*TASK OBJECTIVE*
Scan the records for lines holding "Basketball". Say how many there are and give nothing else.

(Saved data entries)
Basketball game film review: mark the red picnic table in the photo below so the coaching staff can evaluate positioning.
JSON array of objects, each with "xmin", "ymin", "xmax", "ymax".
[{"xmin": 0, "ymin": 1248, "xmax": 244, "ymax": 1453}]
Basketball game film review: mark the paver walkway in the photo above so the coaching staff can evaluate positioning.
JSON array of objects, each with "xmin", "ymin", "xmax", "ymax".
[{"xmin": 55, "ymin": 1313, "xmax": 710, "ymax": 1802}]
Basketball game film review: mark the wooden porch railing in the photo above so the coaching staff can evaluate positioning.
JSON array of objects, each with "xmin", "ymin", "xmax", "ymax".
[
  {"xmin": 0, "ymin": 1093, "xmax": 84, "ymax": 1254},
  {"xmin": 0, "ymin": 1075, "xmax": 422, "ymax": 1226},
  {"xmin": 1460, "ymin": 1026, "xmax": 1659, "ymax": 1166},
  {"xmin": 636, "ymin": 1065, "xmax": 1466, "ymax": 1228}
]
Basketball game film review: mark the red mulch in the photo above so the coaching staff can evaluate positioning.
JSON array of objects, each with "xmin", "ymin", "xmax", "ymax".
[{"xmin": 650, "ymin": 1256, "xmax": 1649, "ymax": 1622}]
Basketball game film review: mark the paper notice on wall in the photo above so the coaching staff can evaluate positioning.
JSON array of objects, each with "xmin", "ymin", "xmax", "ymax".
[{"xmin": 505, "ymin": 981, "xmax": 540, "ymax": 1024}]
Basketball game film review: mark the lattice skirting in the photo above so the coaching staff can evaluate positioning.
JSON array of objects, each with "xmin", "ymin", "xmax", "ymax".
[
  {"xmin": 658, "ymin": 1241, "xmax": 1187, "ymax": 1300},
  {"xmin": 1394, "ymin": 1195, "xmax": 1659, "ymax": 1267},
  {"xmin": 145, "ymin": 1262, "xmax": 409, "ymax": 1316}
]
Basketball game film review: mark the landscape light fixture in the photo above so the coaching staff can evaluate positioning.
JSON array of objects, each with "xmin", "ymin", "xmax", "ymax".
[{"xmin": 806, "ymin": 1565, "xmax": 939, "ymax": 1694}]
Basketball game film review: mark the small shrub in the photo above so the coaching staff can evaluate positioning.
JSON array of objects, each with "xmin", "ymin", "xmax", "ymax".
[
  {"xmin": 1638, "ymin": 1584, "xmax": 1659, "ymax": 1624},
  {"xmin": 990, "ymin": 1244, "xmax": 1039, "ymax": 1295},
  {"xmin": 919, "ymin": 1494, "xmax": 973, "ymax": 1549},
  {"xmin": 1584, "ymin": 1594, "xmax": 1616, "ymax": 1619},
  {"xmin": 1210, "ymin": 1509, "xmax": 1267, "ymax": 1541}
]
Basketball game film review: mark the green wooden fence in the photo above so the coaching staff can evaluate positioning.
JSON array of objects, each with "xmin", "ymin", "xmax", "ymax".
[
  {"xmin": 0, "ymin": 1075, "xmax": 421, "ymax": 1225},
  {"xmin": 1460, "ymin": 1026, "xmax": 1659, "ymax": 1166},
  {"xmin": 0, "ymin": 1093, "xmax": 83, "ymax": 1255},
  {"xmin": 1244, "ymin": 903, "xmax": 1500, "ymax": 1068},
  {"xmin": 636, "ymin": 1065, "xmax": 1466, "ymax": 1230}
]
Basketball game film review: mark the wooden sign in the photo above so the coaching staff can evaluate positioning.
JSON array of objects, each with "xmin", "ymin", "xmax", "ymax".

*EXERCISE RESPONSE*
10